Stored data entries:

= = = =

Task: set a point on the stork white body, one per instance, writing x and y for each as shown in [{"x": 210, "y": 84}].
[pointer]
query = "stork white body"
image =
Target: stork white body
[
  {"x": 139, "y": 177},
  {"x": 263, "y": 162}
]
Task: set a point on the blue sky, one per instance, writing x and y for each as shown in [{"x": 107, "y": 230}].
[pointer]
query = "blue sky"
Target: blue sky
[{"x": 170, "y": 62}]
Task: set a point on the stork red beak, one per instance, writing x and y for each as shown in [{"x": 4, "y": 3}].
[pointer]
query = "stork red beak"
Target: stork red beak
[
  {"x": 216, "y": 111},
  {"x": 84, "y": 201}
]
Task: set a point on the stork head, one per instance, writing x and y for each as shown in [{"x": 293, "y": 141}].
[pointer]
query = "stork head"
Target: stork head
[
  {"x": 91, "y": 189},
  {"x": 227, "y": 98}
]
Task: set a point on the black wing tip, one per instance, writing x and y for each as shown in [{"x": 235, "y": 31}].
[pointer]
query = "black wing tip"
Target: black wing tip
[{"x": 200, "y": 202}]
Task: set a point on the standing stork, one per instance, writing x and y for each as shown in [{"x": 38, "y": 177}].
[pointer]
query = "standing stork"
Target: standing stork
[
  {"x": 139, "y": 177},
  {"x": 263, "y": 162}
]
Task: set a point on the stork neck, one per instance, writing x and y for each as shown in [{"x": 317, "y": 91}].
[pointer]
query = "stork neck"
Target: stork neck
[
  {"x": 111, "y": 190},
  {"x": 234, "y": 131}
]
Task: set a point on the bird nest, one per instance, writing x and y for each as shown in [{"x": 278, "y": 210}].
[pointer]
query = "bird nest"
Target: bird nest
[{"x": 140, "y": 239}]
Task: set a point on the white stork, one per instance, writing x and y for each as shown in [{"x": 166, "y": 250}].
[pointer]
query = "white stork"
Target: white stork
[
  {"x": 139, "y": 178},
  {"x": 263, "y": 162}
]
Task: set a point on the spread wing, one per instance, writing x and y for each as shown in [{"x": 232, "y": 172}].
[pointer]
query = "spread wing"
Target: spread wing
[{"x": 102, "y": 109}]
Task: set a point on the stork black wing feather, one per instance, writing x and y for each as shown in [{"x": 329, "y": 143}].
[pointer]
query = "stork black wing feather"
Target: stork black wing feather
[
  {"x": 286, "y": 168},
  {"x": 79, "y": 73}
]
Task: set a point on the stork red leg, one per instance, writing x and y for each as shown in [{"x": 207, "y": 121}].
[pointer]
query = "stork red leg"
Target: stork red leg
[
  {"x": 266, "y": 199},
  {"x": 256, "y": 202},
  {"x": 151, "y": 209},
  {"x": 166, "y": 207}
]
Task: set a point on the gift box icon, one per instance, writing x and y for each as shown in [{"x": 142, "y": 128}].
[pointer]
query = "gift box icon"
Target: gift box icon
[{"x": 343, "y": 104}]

= = = =

_Exercise directions:_ Would you write down every record again, exactly?

_Worked solution:_
Task: set a point on the stork white body, one per instance, writing x and y for each as shown in [{"x": 210, "y": 84}].
[pointer]
query = "stork white body"
image =
Target: stork white body
[
  {"x": 139, "y": 177},
  {"x": 263, "y": 162}
]
Task: set a point on the blue sky, one per instance, writing x and y for each as shown in [{"x": 107, "y": 230}].
[pointer]
query = "blue sky"
Target: blue sky
[{"x": 170, "y": 62}]
Task: set a point on the stork red beak, one per instance, writing x and y for each as shown in [{"x": 4, "y": 3}].
[pointer]
query = "stork red beak"
Target: stork red beak
[
  {"x": 216, "y": 111},
  {"x": 84, "y": 201}
]
Task: set a point on the stork head, one per instance, writing x and y for each as shown in [{"x": 293, "y": 141}].
[pointer]
query = "stork head"
Target: stork head
[
  {"x": 91, "y": 189},
  {"x": 227, "y": 98}
]
Task: set a point on the black wing tip, one per instance, writing x and y for each as shown in [{"x": 235, "y": 31}].
[pointer]
query = "black wing tip"
Target: black wing tip
[{"x": 200, "y": 202}]
Task: set a point on the standing stork, one per instance, writing x and y for each as shown in [{"x": 38, "y": 177}].
[pointer]
query = "standing stork"
Target: standing stork
[
  {"x": 139, "y": 177},
  {"x": 263, "y": 162}
]
Task: set a point on the stork neck, one per instance, writing x and y for each as shown in [{"x": 317, "y": 91}].
[pointer]
query = "stork neck"
Target: stork neck
[
  {"x": 111, "y": 190},
  {"x": 234, "y": 131}
]
Task: set a point on the bird nest, one per instance, writing x and y for each as shown in [{"x": 278, "y": 210}].
[pointer]
query = "bird nest"
Target: bird nest
[{"x": 140, "y": 239}]
Task: set a point on the white stork, one per instance, writing x and y for each as shown in [{"x": 166, "y": 250}].
[pointer]
query = "white stork"
Target: white stork
[
  {"x": 139, "y": 178},
  {"x": 263, "y": 162}
]
Task: set a point on the spread wing, one per instance, writing x and y for each as shown in [{"x": 232, "y": 172}].
[pointer]
query = "spread wing"
Target: spread wing
[{"x": 102, "y": 109}]
Task: set a point on the stork black wing feather, one per instance, writing x and y for each as shown in [{"x": 329, "y": 143}].
[pointer]
query = "stork black wing feather"
Target: stork black wing feather
[
  {"x": 286, "y": 168},
  {"x": 79, "y": 73}
]
Task: set a point on the stork red leg, one per instance, writing x and y for each as shown in [{"x": 207, "y": 121}].
[pointer]
query = "stork red leg"
Target: stork red leg
[
  {"x": 266, "y": 199},
  {"x": 256, "y": 202},
  {"x": 151, "y": 209},
  {"x": 166, "y": 207}
]
Task: set a point on the gift box icon, one per instance, writing x and y for each as shown in [{"x": 142, "y": 128}].
[pointer]
query = "gift box icon"
Target: gift box icon
[{"x": 343, "y": 104}]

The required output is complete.